----- Excerpted data -----
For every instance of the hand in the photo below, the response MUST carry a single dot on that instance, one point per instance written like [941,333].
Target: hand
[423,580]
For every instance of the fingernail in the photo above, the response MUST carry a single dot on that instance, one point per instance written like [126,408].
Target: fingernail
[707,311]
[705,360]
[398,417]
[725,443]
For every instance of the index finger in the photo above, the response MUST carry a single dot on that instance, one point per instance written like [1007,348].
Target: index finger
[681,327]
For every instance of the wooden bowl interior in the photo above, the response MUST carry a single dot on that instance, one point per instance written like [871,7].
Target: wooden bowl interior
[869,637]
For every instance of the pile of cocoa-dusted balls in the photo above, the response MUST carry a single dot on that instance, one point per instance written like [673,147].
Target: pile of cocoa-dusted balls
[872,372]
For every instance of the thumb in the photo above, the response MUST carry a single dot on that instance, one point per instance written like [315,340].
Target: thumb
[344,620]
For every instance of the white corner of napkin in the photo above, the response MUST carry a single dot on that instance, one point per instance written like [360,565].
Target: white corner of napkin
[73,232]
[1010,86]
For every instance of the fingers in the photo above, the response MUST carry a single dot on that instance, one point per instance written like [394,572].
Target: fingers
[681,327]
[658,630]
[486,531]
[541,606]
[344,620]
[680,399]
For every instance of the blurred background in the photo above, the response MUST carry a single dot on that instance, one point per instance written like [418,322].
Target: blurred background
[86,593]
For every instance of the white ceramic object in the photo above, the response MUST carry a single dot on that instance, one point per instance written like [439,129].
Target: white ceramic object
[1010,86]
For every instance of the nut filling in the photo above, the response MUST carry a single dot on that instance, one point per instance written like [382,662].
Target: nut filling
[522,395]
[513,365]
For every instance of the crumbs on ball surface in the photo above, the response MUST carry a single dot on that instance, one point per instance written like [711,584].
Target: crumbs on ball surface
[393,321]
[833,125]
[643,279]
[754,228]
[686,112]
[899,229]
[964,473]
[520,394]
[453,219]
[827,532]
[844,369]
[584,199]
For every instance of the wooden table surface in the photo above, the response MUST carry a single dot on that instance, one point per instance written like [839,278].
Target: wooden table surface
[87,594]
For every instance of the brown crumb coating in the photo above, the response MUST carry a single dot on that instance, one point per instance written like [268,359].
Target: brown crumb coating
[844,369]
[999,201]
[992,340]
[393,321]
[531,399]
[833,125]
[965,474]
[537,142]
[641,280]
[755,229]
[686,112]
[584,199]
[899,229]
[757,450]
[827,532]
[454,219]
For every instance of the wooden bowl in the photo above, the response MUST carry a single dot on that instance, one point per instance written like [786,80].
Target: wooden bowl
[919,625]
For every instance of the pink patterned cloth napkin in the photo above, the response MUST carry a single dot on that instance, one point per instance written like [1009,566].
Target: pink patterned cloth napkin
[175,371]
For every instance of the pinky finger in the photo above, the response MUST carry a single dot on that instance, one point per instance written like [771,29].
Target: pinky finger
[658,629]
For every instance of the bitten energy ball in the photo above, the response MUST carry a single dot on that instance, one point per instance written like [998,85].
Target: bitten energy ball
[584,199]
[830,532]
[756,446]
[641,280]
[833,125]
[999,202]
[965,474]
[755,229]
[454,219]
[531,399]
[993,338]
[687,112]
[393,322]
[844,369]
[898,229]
-----
Arrange each line of the entries above into a Markdown table with two columns, Row and Entry. Number the rows and leave out any blank lines.

| Row | Entry |
|---|---|
| 1 | For every instance of the hand in the photo below, the response MUST carry a single dot on that instance, one point per instance written like [941,333]. |
| 2 | Target: hand |
| 3 | [423,580] |
| 4 | For every instance of the fingernail in the photo above, the response MUST carry a single dot on that instance, one point per instance written like [126,408]. |
| 5 | Target: fingernail |
| 6 | [707,311] |
| 7 | [705,360] |
| 8 | [398,417] |
| 9 | [725,443] |
| 10 | For every instance of the index finger in the photo above, the response MUST carry a single dot on that instance, one point per instance written like [1007,348]. |
| 11 | Target: index finger |
| 12 | [681,327] |
| 13 | For every instance of the wooden bowl interior in the photo above, the response MUST carry a single dot on that instance, one point per instance written like [871,7]. |
| 14 | Target: wooden bowl interior |
| 15 | [869,637] |
| 16 | For every instance of the pile of cocoa-dusted balls in the photo above, the response MUST carry a single dot on that instance, one point per instance written like [673,147]. |
| 17 | Target: pile of cocoa-dusted balls |
| 18 | [872,372] |
| 19 | For every instance of the thumb in the photo above, the response MUST carry a single dot on that instance, one point per instance written like [315,340]. |
| 20 | Target: thumb |
| 21 | [344,620] |
| 22 | For every instance of the white corner of napkin in the photo above, the response MUST carry a single dot on that instance, one point per instance written like [360,565]. |
| 23 | Target: white corner of napkin |
| 24 | [73,232] |
| 25 | [1010,86] |
| 26 | For every instance of the fingers in the photo above, the response MUST carry a single dot on that instance, one point per instance written like [394,572]. |
| 27 | Target: fingers |
| 28 | [681,327] |
| 29 | [658,630] |
| 30 | [486,531] |
| 31 | [541,606] |
| 32 | [344,620] |
| 33 | [680,399] |
| 34 | For every instance of the blurred background in the photo above, the response MUST carry a single dot on that instance, one point per instance written like [418,322]. |
| 35 | Target: blurred background |
| 36 | [86,593] |
| 37 | For every instance of the white ceramic object in the photo above, the response MUST carry a single dot on that instance, one point per instance written like [439,129]. |
| 38 | Target: white ceramic object |
| 39 | [1010,86] |
| 40 | For every instance of the nut filling in the photo above, the response MUST carry a single dot on that instance, one point per instance written like [382,662]. |
| 41 | Target: nut filling |
| 42 | [522,395] |
| 43 | [513,365] |
| 44 | For every instance of the crumbs on ball surface in the photo above, the response MUST carry a single dot on that instance, one point per instance written like [711,584]. |
| 45 | Target: crumbs on ball surface |
| 46 | [393,321] |
| 47 | [833,125] |
| 48 | [643,279] |
| 49 | [754,228] |
| 50 | [686,112] |
| 51 | [899,229] |
| 52 | [964,473] |
| 53 | [520,394] |
| 54 | [453,219] |
| 55 | [827,532] |
| 56 | [844,369] |
| 57 | [584,199] |
| 58 | For every instance of the wooden table surface in the photo above, the response MUST carry a single dot on that instance, one point per instance written like [839,278]. |
| 59 | Target: wooden table surface |
| 60 | [87,594] |
| 61 | For every instance of the brown crumb coating in the photo above, the response MUST carry a single dot on that instance, one point per instance written like [268,359]. |
| 62 | Target: brown crumb coating |
| 63 | [844,369] |
| 64 | [999,201] |
| 65 | [992,340] |
| 66 | [393,321] |
| 67 | [531,399] |
| 68 | [833,125] |
| 69 | [965,474] |
| 70 | [537,142] |
| 71 | [641,280] |
| 72 | [755,229] |
| 73 | [686,112] |
| 74 | [584,199] |
| 75 | [899,229] |
| 76 | [757,450] |
| 77 | [827,532] |
| 78 | [454,219] |
| 79 | For every instance of the wooden bowl in the photo above, the response MUST carry a single dot on that instance, one point per instance written like [786,80]. |
| 80 | Target: wooden bowl |
| 81 | [919,625] |
| 82 | For every instance of the pink patterned cloth napkin in the photo above, the response MUST carry a single dot on that instance, one point per instance written like [1009,566]. |
| 83 | Target: pink patterned cloth napkin |
| 84 | [175,371] |
| 85 | For every instance of the pinky finger in the photo above, the response MUST carry a single dot on that instance, one point per instance written like [771,29]. |
| 86 | Target: pinky finger |
| 87 | [658,629] |
| 88 | For every instance of the bitten energy ball in the photo above, the response MUST carry a single dot on that instance, one point per instance written like [998,85]. |
| 89 | Target: bitten energy ball |
| 90 | [584,199] |
| 91 | [830,532] |
| 92 | [756,446] |
| 93 | [641,280] |
| 94 | [833,125] |
| 95 | [999,202] |
| 96 | [965,474] |
| 97 | [755,229] |
| 98 | [454,219] |
| 99 | [531,399] |
| 100 | [993,338] |
| 101 | [687,112] |
| 102 | [393,322] |
| 103 | [844,369] |
| 104 | [898,229] |